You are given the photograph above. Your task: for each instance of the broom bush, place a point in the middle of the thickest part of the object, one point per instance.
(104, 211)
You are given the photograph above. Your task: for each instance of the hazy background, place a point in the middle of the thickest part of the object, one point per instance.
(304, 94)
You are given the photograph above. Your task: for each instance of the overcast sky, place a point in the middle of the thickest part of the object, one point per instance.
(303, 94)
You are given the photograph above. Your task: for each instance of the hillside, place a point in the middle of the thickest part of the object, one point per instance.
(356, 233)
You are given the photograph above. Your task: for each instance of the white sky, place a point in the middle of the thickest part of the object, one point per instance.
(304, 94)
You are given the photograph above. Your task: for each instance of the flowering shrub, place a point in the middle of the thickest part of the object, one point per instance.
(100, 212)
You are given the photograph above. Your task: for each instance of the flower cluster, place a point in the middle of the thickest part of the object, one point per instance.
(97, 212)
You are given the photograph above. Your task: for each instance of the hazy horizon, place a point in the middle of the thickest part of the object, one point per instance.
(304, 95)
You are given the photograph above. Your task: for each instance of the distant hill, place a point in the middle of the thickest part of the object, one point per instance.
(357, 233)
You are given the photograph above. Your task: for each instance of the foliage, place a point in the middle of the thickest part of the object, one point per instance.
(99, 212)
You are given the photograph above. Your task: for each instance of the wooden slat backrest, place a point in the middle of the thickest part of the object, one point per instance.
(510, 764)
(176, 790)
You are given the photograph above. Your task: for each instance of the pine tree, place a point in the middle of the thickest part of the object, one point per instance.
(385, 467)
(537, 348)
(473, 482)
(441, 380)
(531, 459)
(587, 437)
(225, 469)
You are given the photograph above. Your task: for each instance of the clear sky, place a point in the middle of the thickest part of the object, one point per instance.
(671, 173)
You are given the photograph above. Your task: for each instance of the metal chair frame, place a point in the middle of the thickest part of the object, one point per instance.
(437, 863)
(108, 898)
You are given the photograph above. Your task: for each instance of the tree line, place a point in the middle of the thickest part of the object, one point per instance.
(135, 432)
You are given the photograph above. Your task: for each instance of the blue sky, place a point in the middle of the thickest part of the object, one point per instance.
☆ ☆ ☆ ☆
- Requirement: In the listing above, find the line containing "the foliage, place", then reproduce it and each line after it through the end, exactly and with nothing added.

- Output below:
You are given the photograph above. Your task: for each instance of the foliage, place a point in the middle of the thickest part of the object, one point per instance.
(99, 212)
You are given the photograph above. Your task: for each instance of the wooden slat backrest, place a point in the middle of the thickest part of the object, one point per instance.
(510, 764)
(176, 790)
You are given the photograph above. Your task: for each instance of the pine tree, place a point in the middle of the thickest part of the object, one point per instance.
(385, 467)
(537, 348)
(473, 482)
(441, 380)
(531, 459)
(587, 437)
(225, 469)
You are given the photograph above. Your task: for each instance of the clear sky, place a point in the middle of the thickest part of the object, one point per instance.
(671, 173)
You are given the photograph above. Your task: for each instance of the metal chair frame, place a point in the middle of the thickest part of the object, one point per instance.
(437, 863)
(108, 898)
You are given the photograph above. Your task: for each instance of the tree line, place a point in the middle of the thickest part of the object, one point per instance.
(135, 432)
You are given the photograph above. Your task: for each instance of the blue sky, place a point in the middle of the thickest part of the object, one point per instance.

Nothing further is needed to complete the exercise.